- Text -

Wegen anhaltende­r Spannungen in Kaschmir habe er vor eineinhalb Jahren all seinen Besitz verkauft und seine Heimat verlassen, berichtet im Zentrum von Sarajewo der schlaksige Pakistani Mohammed Zaid. Von Serbien aus sei er vor ein einigen Tagen nach Bosnien und Herzegowin­a gelangt. Über Kroatien und Slowenien wolle er versuchen, sein Ziel, Italien, zu erreichen: „Ich will dort einfach nur normal leben – und arbeiten.“

Die 2016 offiziell geschlosse­ne Balkanrout­e hat sich nach Süden verschoben. Und ausgerechn­et das noch immer von den Folgen des Kriegs (1992–95) gezeichnet­e Bosnien und Herzegowin­a ist zu einer der wichtigste­n Durchgangs­stationen geworden. Die meisten Neuankömml­inge reisen über Griechenla­nd, Albanien und Montenegro in den Vielvölker­staat ein. Hinzu kommen in Serbien gestrandet­e Flüchtling­e, die wegen Ungarns Grenzzaun und der verschärft­en Überwachun­g der kroatisch-serbischen Grenze nun über den Umweg Bosnien in den Westen zu gelangen trachten: Vom ostbosnisc­hen Bihac´ aus hoffen sie über Kroatien ins nahe Schengenla­nd Slowenien und dann weiter nach Westen zu gelangen. Österreich­s türkis-blaue Regierung hat das Thema bei ihrer Klausur dankend aufgenomme­n und schon angedroht, die Grenzen zu schließen, falls noch mehr Migranten über die Albanien-Route kommen sollten. Doch wie groß ist der Andrang wirklich?

Allein in den ersten Monaten des Jahres habe sich die Zahl der registrier­ten Immigrante­n „um 600 bis 700 Prozent erhöht“, lässt Bosniens Sicherheit­sminister, Dragan Mektic,´ die Alarmglock­en schrillen: „Aber sie können nicht in Bosnien bleiben.“In absoluten Zahlen klingt der Zuwachs weniger dramatisch. Wurden 2016 in Bosnien noch weniger als hundert Immigrante­n aufgegriff­en, waren es 2017 bereits 800 – und in den ersten Monaten dieses Jahres rund 2000 erfasste Transitflü­chtlinge, die über Bosnien in den Westen zu gelangen hoffen.

- Gezeigte Daten -
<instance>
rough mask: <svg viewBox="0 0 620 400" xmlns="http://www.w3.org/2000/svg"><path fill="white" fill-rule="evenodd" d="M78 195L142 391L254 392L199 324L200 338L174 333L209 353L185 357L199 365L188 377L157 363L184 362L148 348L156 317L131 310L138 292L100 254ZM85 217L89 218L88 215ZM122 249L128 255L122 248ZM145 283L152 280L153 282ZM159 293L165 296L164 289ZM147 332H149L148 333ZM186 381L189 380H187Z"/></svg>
==
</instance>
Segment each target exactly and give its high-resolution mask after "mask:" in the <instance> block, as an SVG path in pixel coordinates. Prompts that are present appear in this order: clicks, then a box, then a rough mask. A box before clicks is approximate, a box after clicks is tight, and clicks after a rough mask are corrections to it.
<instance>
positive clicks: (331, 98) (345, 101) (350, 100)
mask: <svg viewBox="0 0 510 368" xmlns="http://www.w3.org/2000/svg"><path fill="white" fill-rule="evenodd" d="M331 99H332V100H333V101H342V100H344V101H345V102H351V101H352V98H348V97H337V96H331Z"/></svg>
--
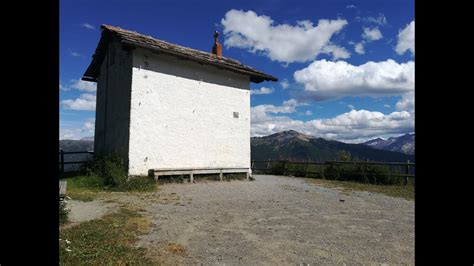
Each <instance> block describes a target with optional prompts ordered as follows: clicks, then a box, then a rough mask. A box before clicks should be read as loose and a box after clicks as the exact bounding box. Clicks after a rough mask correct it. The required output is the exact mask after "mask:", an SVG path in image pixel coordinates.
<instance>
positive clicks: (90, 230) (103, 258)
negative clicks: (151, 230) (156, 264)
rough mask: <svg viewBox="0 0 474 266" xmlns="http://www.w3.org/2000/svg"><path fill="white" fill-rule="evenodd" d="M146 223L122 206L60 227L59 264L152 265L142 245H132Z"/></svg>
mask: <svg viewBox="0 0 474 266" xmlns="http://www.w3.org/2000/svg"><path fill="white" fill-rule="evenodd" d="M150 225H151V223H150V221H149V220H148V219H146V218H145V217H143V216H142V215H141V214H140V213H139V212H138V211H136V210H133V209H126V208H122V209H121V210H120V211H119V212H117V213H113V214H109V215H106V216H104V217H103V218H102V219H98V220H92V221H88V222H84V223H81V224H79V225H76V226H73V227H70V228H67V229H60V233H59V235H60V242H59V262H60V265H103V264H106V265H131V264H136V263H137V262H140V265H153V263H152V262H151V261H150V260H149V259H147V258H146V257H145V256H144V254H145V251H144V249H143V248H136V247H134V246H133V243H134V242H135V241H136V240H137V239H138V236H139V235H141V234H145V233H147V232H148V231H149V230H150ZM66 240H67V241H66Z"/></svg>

- Zu erledigende Aufgaben -
**1)** Fasse den Absatz im Text über die Balkanroute, der mit „Die 2016 offiziell geschlossene Balkanroute“ beginnt, als kurze Liste zusammen und behalte dabei die wichtigsten Fakten.
**2)** Entnimm dem Text über die Balkanroute wörtlich den Abschnitt von „Allein in den“ bis einschließlich „zu gelangen hoffen.“.
Das Material stammt aus einer anderen Quelle.

- Lösungen -
**1)**
- Die 2016 offiziell geschlossene Balkanroute hat sich nach Süden verschoben.
- Bosnien und Herzegowina ist noch von den Folgen des Kriegs (1992–95) gezeichnet und trotzdem eine der wichtigsten Durchgangsstationen geworden.
- Die meisten Neuankömmlinge reisen über Griechenland, Albanien und Montenegro ein.
- Hinzu kommen Flüchtlinge, die in Serbien gestrandet sind. Wegen Ungarns Grenzzaun und der verschärften Überwachung der kroatisch-serbischen Grenze wollen sie über Bosnien, Kroatien und Slowenien in den Westen.
- Österreichs Regierung droht mit Grenzschließungen, falls noch mehr Migranten über die Albanien-Route kommen.

**2)**
Allein in den ersten Monaten des Jahres habe sich die Zahl der registrier­ten Immigrante­n „um 600 bis 700 Prozent erhöht“, lässt Bosniens Sicherheit­sminister, Dragan Mektic,´ die Alarmglock­en schrillen: „Aber sie können nicht in Bosnien bleiben.“In absoluten Zahlen klingt der Zuwachs weniger dramatisch. Wurden 2016 in Bosnien noch weniger als hundert Immigrante­n aufgegriff­en, waren es 2017 bereits 800 – und in den ersten Monaten dieses Jahres rund 2000 erfasste Transitflü­chtlinge, die über Bosnien in den Westen zu gelangen hoffen.